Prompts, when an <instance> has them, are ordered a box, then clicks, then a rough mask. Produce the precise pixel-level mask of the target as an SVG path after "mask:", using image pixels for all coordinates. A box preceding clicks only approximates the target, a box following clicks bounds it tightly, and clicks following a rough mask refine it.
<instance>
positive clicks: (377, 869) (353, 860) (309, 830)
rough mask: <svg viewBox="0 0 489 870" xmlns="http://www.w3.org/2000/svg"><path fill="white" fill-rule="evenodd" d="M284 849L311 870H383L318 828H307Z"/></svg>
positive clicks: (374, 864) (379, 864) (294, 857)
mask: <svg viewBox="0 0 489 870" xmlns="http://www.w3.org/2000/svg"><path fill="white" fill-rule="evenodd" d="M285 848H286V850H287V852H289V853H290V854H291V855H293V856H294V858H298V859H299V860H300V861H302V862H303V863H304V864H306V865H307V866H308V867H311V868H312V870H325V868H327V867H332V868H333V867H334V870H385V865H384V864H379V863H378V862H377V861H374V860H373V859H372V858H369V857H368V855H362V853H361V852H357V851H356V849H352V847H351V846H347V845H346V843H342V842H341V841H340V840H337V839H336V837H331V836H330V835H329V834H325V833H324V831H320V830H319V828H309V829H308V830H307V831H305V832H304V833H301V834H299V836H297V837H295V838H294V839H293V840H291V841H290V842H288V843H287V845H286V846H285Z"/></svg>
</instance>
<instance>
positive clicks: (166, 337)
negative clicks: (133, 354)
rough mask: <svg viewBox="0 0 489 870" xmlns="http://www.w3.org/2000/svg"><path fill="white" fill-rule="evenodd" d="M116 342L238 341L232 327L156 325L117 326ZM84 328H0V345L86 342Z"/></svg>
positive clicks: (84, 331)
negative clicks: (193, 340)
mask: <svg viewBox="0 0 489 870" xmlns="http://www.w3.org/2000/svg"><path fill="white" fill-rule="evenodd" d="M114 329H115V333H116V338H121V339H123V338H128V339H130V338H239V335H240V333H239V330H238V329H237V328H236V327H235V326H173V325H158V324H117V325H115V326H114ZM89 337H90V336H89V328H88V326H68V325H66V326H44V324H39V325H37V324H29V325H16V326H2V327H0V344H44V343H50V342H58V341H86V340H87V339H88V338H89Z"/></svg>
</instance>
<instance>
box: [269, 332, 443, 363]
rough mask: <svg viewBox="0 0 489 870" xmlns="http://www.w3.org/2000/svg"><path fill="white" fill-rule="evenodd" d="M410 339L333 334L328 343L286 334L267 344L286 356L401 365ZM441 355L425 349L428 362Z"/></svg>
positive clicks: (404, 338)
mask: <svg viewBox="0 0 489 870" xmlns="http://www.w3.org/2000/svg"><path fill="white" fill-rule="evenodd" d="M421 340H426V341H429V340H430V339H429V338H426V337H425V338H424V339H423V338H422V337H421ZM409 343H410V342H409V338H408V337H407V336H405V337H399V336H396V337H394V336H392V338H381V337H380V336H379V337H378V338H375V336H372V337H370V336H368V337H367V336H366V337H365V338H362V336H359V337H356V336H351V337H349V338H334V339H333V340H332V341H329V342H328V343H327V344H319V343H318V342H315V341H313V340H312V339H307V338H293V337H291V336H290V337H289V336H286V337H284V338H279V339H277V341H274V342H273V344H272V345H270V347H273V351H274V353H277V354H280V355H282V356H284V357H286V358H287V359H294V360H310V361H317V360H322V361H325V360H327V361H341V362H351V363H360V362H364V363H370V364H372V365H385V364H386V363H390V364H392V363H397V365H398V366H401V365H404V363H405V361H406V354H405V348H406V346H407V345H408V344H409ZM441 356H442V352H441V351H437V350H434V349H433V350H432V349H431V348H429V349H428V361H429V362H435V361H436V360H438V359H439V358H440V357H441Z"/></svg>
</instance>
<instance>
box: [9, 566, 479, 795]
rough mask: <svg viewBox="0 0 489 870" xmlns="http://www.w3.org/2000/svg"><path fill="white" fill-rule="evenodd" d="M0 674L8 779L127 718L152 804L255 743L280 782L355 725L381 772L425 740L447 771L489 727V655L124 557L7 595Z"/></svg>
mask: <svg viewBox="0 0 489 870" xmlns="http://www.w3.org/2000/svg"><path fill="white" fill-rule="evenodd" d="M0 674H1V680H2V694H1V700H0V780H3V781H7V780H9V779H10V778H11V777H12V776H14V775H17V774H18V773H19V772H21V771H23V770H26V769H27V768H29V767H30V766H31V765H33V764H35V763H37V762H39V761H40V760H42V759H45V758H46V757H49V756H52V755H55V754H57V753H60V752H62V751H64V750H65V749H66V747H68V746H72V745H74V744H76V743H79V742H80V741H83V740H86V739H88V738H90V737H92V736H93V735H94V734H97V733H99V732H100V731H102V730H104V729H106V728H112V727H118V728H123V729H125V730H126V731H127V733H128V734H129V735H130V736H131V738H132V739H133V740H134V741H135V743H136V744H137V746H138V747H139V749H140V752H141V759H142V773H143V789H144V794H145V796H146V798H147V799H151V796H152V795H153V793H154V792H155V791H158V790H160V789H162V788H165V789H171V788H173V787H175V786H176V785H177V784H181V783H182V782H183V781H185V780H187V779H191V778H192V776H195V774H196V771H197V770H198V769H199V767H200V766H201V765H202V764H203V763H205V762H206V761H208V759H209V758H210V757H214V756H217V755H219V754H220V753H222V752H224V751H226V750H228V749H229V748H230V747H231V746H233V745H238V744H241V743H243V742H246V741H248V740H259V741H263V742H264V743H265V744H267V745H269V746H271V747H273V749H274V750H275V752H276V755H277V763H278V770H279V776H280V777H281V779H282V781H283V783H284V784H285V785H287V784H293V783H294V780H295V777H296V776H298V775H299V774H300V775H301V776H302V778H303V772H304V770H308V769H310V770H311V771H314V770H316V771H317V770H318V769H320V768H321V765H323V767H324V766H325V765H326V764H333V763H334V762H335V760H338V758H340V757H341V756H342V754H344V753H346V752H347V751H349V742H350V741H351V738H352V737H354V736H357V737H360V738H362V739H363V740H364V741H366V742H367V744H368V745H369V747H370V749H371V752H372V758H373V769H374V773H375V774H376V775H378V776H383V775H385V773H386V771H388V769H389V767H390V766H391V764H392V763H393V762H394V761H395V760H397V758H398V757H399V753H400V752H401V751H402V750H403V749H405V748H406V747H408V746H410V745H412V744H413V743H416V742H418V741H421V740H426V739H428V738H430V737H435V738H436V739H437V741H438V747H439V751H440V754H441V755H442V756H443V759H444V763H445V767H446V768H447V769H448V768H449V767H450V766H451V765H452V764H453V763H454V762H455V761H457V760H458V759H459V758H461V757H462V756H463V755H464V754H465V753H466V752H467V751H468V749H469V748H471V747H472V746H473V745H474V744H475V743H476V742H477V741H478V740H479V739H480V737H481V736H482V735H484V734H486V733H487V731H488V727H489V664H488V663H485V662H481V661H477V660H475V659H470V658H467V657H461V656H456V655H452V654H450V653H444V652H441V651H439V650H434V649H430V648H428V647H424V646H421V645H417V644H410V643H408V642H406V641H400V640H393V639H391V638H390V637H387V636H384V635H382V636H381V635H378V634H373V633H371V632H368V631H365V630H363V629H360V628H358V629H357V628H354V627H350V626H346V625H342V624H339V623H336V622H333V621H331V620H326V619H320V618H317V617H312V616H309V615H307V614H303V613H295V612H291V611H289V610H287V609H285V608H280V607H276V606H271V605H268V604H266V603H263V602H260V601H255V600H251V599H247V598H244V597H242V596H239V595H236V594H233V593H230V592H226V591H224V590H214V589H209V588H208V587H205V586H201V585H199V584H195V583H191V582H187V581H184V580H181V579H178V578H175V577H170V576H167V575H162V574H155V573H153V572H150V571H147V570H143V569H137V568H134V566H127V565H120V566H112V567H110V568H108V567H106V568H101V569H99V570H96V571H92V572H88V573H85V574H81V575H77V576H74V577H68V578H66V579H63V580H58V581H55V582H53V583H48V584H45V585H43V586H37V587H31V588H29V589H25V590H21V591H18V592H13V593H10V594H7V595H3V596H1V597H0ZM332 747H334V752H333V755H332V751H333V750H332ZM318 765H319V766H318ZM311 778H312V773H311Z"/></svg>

Problem statement ▸
Copy out only the lines of the records above from the one with "342L238 341L232 327L156" through the one with "339L333 334L328 343L286", exactly as they stand, both included.

Task output ▸
rough mask: <svg viewBox="0 0 489 870" xmlns="http://www.w3.org/2000/svg"><path fill="white" fill-rule="evenodd" d="M116 342L238 341L232 327L156 325L117 326ZM84 328H0V345L86 342Z"/></svg>
positive clicks: (84, 331)
negative clicks: (193, 340)
mask: <svg viewBox="0 0 489 870" xmlns="http://www.w3.org/2000/svg"><path fill="white" fill-rule="evenodd" d="M114 329H115V333H116V338H121V339H123V338H128V339H130V338H239V335H240V333H239V330H238V329H237V328H236V327H235V326H173V325H158V324H117V325H115V326H114ZM89 337H90V336H89V328H88V326H68V325H66V326H44V324H39V325H37V324H29V325H16V326H2V327H0V344H44V343H50V342H58V341H86V340H87V339H88V338H89Z"/></svg>
</instance>
<instance>
box: [269, 332, 443, 363]
rough mask: <svg viewBox="0 0 489 870" xmlns="http://www.w3.org/2000/svg"><path fill="white" fill-rule="evenodd" d="M410 339L333 334L328 343L286 334L267 344L286 356L401 365ZM441 355L425 349L428 362Z"/></svg>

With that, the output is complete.